Spectral Image Tokenizer¶
Conference: ICCV 2025 arXiv: 2412.09607 Authors: Carlos Esteves, Mohammed Suhail, Ameesh Makadia (Google Research) Area: Image Generation Keywords: image tokenizer, discrete wavelet transform, autoregressive generation, coarse-to-fine, multiscale, VQ-VAE
TL;DR¶
This paper proposes the Spectral Image Tokenizer (SIT), which tokenizes images in the frequency domain after converting them via the Discrete Wavelet Transform (DWT). The resulting token sequence is naturally arranged in a coarse-to-fine order, enabling capabilities unavailable to conventional raster-scan tokenizers, including multi-resolution reconstruction, progressive generation, text-guided super-resolution, and image editing.
Background & Motivation¶
Core Problem with Existing Methods¶
Mainstream image tokenizers (e.g., VQGAN, ViT-VQGAN) partition images into spatial patches and arrange them into token sequences following a raster-scan order. This approach suffers from several fundamental problems:
Unnatural sequence ordering: Raster scan proceeds row by row from top-left to bottom-right. During autoregressive prediction, the "observed context" is a partial reconstruction of the upper portion of the image—inconsistent with human visual perception (global before local) and detrimental to conditional modeling.
Fixed resolution: Patch sizes in ViT-based tokenizers are fixed; doubling the resolution quadruples the sequence length, causing the computational cost of training and inference to escalate dramatically.
No progressive decoding: During generation, the first 50% of tokens can only reconstruct the top half of the image, with no coarse preview of the complete image available.
Underutilization of frequency-domain priors: Natural image energy is concentrated in low frequencies, and high-frequency details are inherently more compressible, yet spatial tokenizers treat all patches uniformly.

### [Data provided]

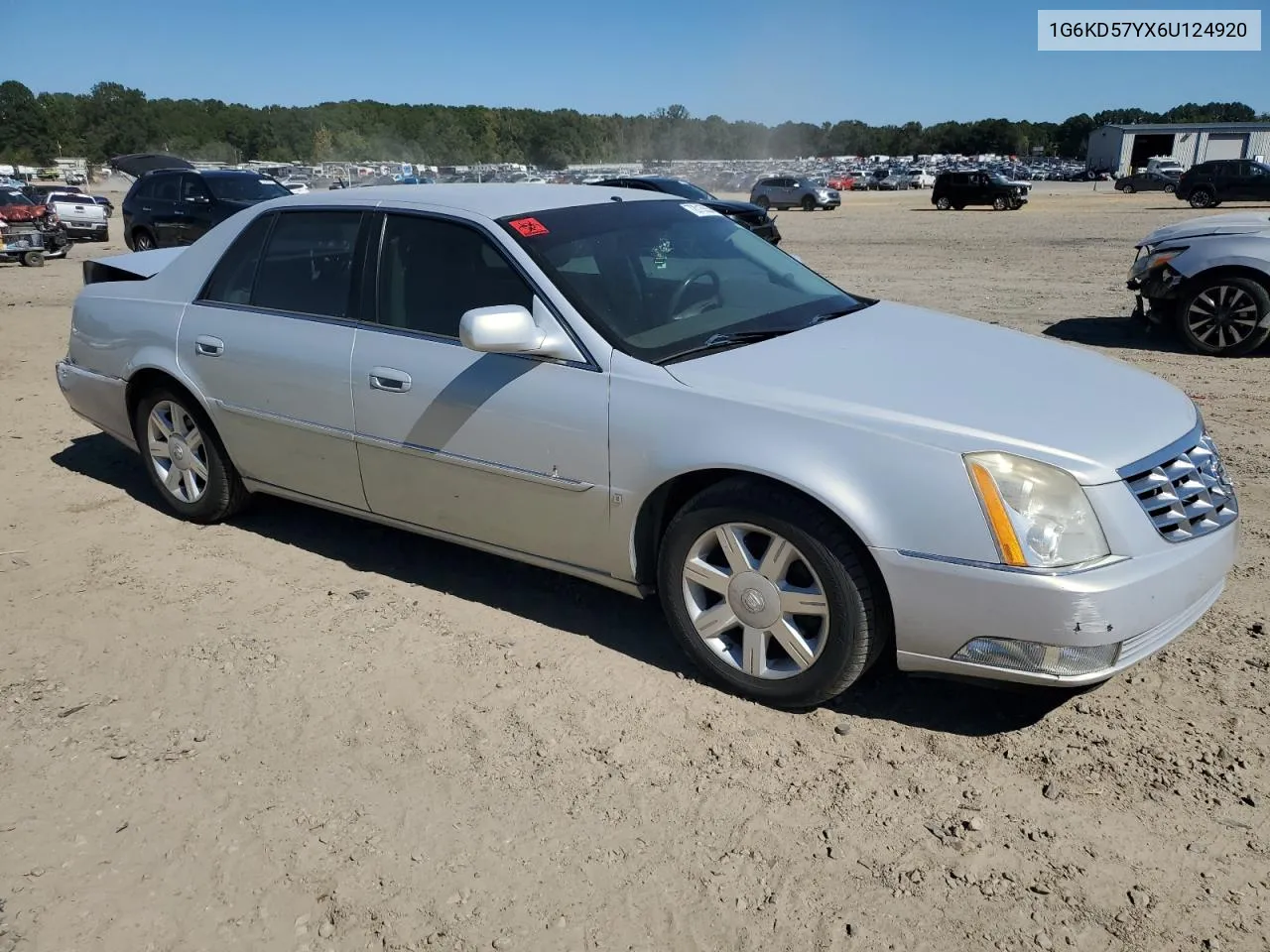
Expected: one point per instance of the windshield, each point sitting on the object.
(686, 189)
(658, 278)
(244, 188)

### [Challenges]
A - According to the Spectral Image Tokenizer summary, what happens to the sequence length in a ViT-based tokenizer when the image resolution is doubled?
B - For each statement, say whether the Spectral Image Tokenizer summary agrees, and quote the words that decide it: (i) Raster scan moves column by column starting at the top-left. (ii) In raster-scan generation, the first 50% of tokens can rebuild only the top half of the image. (iii) Natural image energy is concentrated in high frequencies.
C - Carry on the Spectral Image Tokenizer summary from its last sentence.

### [Task responses]
A - The sequence length quadruples.

B -
(i) No: "Raster scan proceeds row by row from top-left to bottom-right."
(ii) Yes: "the first 50% of tokens can only reconstruct the top half of the image"
(iii) No: "Natural image energy is concentrated in low frequencies"

C -
Starting Point¶
The authors observe that the multi-scale decomposition property of wavelet transforms is naturally aligned with autoregressive generation: low-frequency approximation coefficients correspond to coarse image content, while successive high-frequency detail coefficients capture increasingly fine textures. Encoding DWT coefficients from low to high frequency as tokens makes autoregressive generation equivalent to "generating the global structure first, then progressively adding detail."
Method¶
Overall Architecture¶
The SIT pipeline is: Input image → multi-level Haar DWT → per-scale patchification → per-scale linear embedding → Transformer encoder → vector quantization (dual codebook) → Transformer decoder → per-scale back-projection → IDWT reconstruction.
The generative model AR-SIT appends an autoregressive Transformer on top of SIT to predict quantized discrete codes token by token, with the SIT decoder restoring the image.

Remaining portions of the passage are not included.